> [Coordinate annotation entries]
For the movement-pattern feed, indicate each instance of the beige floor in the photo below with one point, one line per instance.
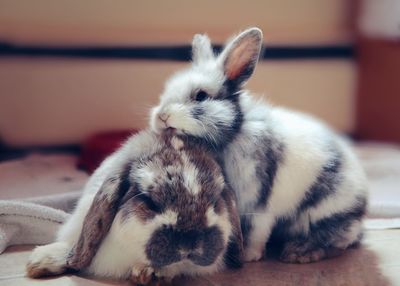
(375, 263)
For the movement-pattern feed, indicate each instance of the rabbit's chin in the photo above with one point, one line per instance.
(188, 268)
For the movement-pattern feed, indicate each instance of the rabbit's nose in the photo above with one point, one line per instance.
(163, 116)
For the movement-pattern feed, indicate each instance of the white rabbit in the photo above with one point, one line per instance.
(158, 207)
(294, 178)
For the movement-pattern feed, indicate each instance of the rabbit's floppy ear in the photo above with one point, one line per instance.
(240, 56)
(201, 49)
(99, 219)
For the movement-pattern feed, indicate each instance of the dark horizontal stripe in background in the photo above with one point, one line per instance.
(176, 53)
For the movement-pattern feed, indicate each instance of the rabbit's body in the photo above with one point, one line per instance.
(157, 206)
(291, 173)
(293, 177)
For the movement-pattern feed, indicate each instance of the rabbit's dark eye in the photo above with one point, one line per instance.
(201, 95)
(149, 202)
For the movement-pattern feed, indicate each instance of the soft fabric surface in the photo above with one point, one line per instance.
(53, 185)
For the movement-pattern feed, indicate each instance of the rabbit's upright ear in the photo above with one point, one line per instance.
(201, 49)
(98, 220)
(240, 56)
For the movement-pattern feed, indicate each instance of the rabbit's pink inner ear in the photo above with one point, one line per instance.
(242, 58)
(201, 48)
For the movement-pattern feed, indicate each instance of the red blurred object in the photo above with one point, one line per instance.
(99, 146)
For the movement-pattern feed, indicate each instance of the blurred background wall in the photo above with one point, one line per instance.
(47, 100)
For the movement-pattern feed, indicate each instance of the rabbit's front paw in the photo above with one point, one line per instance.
(48, 260)
(143, 275)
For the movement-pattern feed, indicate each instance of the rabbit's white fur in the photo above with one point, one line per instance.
(260, 144)
(122, 252)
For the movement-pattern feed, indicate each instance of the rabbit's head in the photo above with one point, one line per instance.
(174, 205)
(202, 101)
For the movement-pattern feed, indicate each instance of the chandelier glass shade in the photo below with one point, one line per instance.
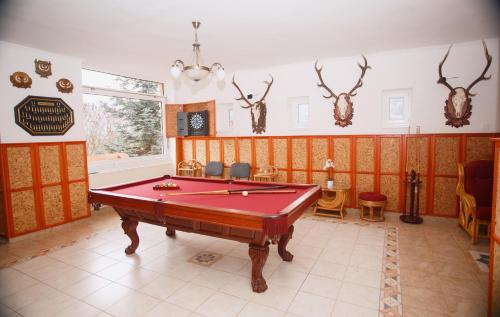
(196, 71)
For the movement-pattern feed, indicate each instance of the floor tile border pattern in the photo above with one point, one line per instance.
(390, 289)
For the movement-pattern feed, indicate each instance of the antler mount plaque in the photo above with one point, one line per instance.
(44, 116)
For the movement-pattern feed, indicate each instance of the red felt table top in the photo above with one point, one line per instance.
(261, 203)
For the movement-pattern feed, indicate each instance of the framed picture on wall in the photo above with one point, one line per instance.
(396, 108)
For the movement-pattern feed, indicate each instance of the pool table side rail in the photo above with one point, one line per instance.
(268, 224)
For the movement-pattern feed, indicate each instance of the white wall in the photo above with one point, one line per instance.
(15, 58)
(413, 68)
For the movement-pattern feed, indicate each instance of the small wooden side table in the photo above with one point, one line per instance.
(332, 201)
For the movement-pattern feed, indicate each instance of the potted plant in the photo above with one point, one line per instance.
(329, 166)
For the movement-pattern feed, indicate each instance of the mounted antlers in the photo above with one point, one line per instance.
(457, 109)
(258, 108)
(343, 110)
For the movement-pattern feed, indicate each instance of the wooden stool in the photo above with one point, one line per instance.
(371, 201)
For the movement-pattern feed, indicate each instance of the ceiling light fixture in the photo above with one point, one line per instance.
(196, 71)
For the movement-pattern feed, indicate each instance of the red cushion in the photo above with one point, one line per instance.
(478, 181)
(483, 213)
(371, 196)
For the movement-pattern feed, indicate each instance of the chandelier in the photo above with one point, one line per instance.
(196, 71)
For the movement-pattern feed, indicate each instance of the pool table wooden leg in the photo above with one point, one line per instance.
(170, 232)
(258, 255)
(284, 254)
(129, 227)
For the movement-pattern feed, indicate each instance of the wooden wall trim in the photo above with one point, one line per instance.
(430, 175)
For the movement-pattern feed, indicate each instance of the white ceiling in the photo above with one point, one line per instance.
(143, 37)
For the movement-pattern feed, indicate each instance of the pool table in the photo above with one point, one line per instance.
(257, 219)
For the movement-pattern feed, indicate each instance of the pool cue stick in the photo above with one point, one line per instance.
(229, 191)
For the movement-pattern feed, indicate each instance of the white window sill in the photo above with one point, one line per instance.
(126, 163)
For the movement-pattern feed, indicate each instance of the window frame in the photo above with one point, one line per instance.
(109, 165)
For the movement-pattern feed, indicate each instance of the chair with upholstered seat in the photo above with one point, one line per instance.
(240, 170)
(214, 169)
(475, 190)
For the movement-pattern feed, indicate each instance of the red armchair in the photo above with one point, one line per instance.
(475, 190)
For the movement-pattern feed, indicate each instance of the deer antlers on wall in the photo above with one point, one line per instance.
(457, 109)
(258, 109)
(343, 110)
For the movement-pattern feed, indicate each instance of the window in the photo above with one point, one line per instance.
(225, 117)
(299, 109)
(123, 116)
(95, 79)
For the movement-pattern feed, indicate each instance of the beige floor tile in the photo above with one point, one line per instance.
(190, 297)
(287, 277)
(78, 309)
(162, 286)
(133, 305)
(220, 304)
(361, 295)
(363, 276)
(275, 296)
(27, 296)
(107, 296)
(252, 310)
(322, 286)
(86, 286)
(329, 269)
(306, 305)
(167, 310)
(47, 305)
(342, 309)
(116, 271)
(137, 278)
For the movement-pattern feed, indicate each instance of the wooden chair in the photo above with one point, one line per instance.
(266, 174)
(239, 170)
(189, 168)
(474, 189)
(214, 169)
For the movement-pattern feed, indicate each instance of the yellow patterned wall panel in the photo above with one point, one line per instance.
(364, 183)
(389, 155)
(50, 165)
(187, 149)
(478, 148)
(389, 186)
(299, 153)
(229, 150)
(446, 155)
(214, 146)
(299, 177)
(282, 177)
(53, 209)
(342, 154)
(19, 165)
(245, 148)
(445, 198)
(320, 153)
(280, 153)
(319, 178)
(75, 157)
(78, 200)
(201, 151)
(365, 151)
(417, 154)
(23, 211)
(261, 152)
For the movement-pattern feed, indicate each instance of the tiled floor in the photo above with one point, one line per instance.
(339, 269)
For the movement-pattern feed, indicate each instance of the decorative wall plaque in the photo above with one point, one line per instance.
(64, 85)
(43, 68)
(20, 80)
(44, 116)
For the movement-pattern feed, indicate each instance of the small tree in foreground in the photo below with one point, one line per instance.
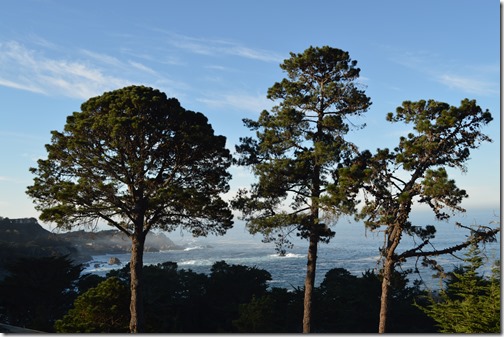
(470, 303)
(415, 172)
(38, 291)
(138, 161)
(100, 309)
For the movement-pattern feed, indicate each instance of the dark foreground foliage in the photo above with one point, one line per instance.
(49, 295)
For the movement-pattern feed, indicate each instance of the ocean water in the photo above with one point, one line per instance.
(353, 248)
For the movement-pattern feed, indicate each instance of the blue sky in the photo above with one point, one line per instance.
(220, 57)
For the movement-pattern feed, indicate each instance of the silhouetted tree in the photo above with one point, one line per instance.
(37, 291)
(298, 146)
(470, 303)
(100, 309)
(138, 161)
(415, 172)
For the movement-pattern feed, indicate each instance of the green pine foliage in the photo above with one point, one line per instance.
(100, 309)
(470, 303)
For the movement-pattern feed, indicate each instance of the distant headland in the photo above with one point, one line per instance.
(25, 237)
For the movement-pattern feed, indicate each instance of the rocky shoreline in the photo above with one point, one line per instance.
(26, 238)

> [Prompt] Leave images out of the retyped records; keep all else exact.

> [Complete response]
For the movement-pattern feed, indicate each instance of the beige floor in the photo below with one point, one line per instance.
(375, 263)
For the movement-pattern feed, indicate each instance of the rabbit's chin in the photo above with one point, one line per instance.
(188, 268)
For the movement-pattern feed, indicate each instance of the rabbit's nose in the photo above with one point, one line per instance.
(163, 116)
For the movement-pattern feed, indicate each instance of the white rabbit in the photo above with one point, one line per instance.
(158, 207)
(294, 178)
For the movement-pattern feed, indicate each instance of the rabbit's floppy ear in the photo above with one point, one line per instance.
(240, 56)
(201, 49)
(99, 219)
For the movement-pattern feed, indicate each instance of the dark horizontal stripe in background in the photo above with one point, one line per instance.
(176, 53)
For the movement-pattern feed, indicate each instance of the rabbit's body in the photo above with one point, one line per instance.
(157, 206)
(291, 173)
(293, 177)
For the movement-pattern feed, indicate each instance of the rabbit's dark eye in the photo above with one point, one line per instance.
(201, 95)
(149, 202)
For the movement-pattern feed, indicate each instance of the soft fabric surface in the photo above with one point, one line per instance.
(53, 185)
For the movement-pattern feed, indicate each instance of the rabbit's upright ear in the photo above with one point, one line per instance.
(201, 49)
(98, 220)
(240, 56)
For the movement-pattern feed, indicate each instance of the rabbit's pink inner ear in the photo above with one point, one line per instance.
(242, 58)
(201, 48)
For the movement-pattern feed, indicate each instance of the red blurred object in the photo above with one point, one line per instance.
(99, 146)
For the movement-pattern feed, indicate each instance of the blurred background wall in the photo above with one point, one line per instance.
(47, 100)
For the movement-pattern feed, indicate each instance of the rabbit's front paw in the photo above with one point, one line per instance.
(48, 260)
(143, 275)
For the movement-pattern feed, indicate each instance of the rabbit's white fur in the photo above with one point, one line per instance.
(260, 144)
(122, 252)
For the movement-pattern feed, indicate each instance of the rabbit's head in the photo above with one point, one line per instance.
(174, 205)
(202, 101)
For the movement-pattern feed, indicate each instance of the chandelier glass shade in the photo below with one point, one line per instance.
(196, 71)
For the movement-pattern feed, indicate each instance of the floor tile border pattern in the photo above with one point, one line per instance.
(390, 289)
For the movement-pattern feed, indicate each instance of the antler mount plaque in the photo above with one point, one line per instance.
(44, 116)
For the movement-pattern feed, indicate each instance of the red felt table top in the photo above with one point, one line per instance.
(261, 203)
For the movement-pattern feed, indicate each instance of the framed picture on wall in the photo above with one point, one line per instance.
(396, 108)
For the movement-pattern feed, indicate each instance of the pool table side rail in the photo above with one point, one line per instance.
(268, 224)
For the movement-pattern feed, indicate each instance of the white wall in the photo above with one point, one line per instance.
(15, 58)
(413, 68)
For the movement-pattern feed, indicate each instance of the small wooden side table in the photo above with one point, one line per instance.
(332, 201)
For the movement-pattern feed, indicate each instance of the potted plant in the photo above with one point, one line per instance.
(329, 166)
For the movement-pattern feed, indicate each instance of the mounted antlers in the photo above with one point, one line per instance.
(457, 109)
(258, 108)
(343, 110)
For the movement-pattern feed, indicate each instance of the wooden stool in the photo above with one point, one line per instance.
(371, 201)
For the movement-pattern feed, indicate each instance of the ceiling light fixture in the photo above with one point, one line per instance.
(196, 71)
For the movement-pattern feed, indicate each instance of the red cushion in the photo above with one point, one line per instance.
(478, 181)
(483, 213)
(371, 196)
For the movement-pattern feed, indicate each instance of the chandelier in the photo above with one point, one line per instance.
(196, 71)
For the movement-pattern feed, indicate each instance of the pool table wooden leg in the photo above with one point, one line per instance.
(170, 232)
(258, 255)
(284, 254)
(129, 227)
For the movement-pattern feed, indicate each instance of the wooden wall trim in the photo above with one point, one line per instance.
(430, 175)
For the movement-pattern feed, indicate each instance of the white ceiling in the photo above with one point, one line per instance.
(143, 37)
For the movement-pattern feed, indicate each instance of the pool table in the photo above with one point, one line per instance.
(257, 219)
For the movement-pattern feed, indicate each instance of the pool cue stick in the photo above with one point, one line per instance.
(229, 191)
For the movement-pattern feed, indicate each instance of the white window sill in the photo above with one point, one line per instance.
(126, 163)
For the movement-pattern feed, indicate each instance of the window frame in the photo above with one point, one line per instance.
(109, 165)
For the movement-pattern feed, indicate each instance of the chair with upholstered seat in the photo above with one point, one line per instance.
(240, 170)
(214, 169)
(475, 190)
For the movement-pattern feed, indicate each instance of the red armchair in the photo above with one point, one line per instance.
(475, 190)
For the movement-pattern feed, indicate each instance of the deer antlers on wall in the photo above with one point, one line per instance.
(457, 109)
(258, 109)
(343, 110)
For the movement-pattern feed, indicate each instance of the window in the photo above with one point, one line per instance.
(225, 117)
(299, 109)
(123, 116)
(95, 79)
For the movement-pattern feed, indicate each instance of the beige floor tile in the photo above with one point, one line per instance.
(190, 297)
(287, 277)
(78, 309)
(162, 286)
(133, 305)
(220, 304)
(361, 295)
(363, 276)
(275, 296)
(27, 296)
(107, 296)
(252, 310)
(322, 286)
(86, 286)
(329, 269)
(306, 305)
(167, 310)
(47, 305)
(342, 309)
(116, 271)
(137, 278)
For the movement-pattern feed, indicate each instance of the wooden chair in the photo above with one point, one line per instance.
(266, 174)
(239, 170)
(189, 168)
(474, 189)
(214, 169)
For the movement-pattern feed, indicate each instance of the yellow patterned wall panel in the photo above with one point, one line per instance.
(364, 183)
(389, 155)
(50, 165)
(187, 149)
(478, 148)
(389, 186)
(299, 153)
(229, 150)
(446, 155)
(214, 146)
(299, 177)
(282, 177)
(53, 209)
(342, 154)
(19, 165)
(245, 148)
(445, 198)
(320, 153)
(280, 153)
(319, 178)
(75, 157)
(78, 200)
(201, 151)
(365, 151)
(417, 154)
(23, 211)
(261, 152)
For the movement-pattern feed, indicate each instance of the tiled floor in the photo above with one point, one line per instance.
(339, 269)
For the movement-pattern feed, indicate each instance of the decorative wall plaque in the photo above with one point, one line per instance.
(64, 85)
(43, 68)
(20, 80)
(44, 116)
For the movement-pattern feed, indicate each instance of the small tree in foreground in the photo below with one point, one line per instance.
(470, 303)
(415, 172)
(38, 291)
(138, 161)
(100, 309)
For the movement-pattern feed, indicate each instance of the dark foreground foliage in the photo above with one point, one line per instance.
(49, 295)
For the movement-pattern feed, indicate each instance of the ocean water in the photo above with one point, one line per instance.
(353, 248)
For the movement-pattern feed, indicate each instance of the blue sky in the photo above with one point, one line per instance.
(220, 57)
For the movement-pattern feed, indicate each instance of the silhouetted tree in the photo above with one point, one line per instance.
(37, 291)
(298, 146)
(470, 303)
(100, 309)
(138, 161)
(415, 172)
For the movement-pattern feed, indicate each instance of the green pine foliage in the photo above with one point, one line per instance.
(100, 309)
(470, 303)
For the movement-pattern feed, indicate each instance of the distant headland in the photo above with one point, one line per instance.
(25, 237)
For the movement-pattern feed, indicate each instance of the rocky shoreline in the photo above with one point, one line per instance.
(26, 238)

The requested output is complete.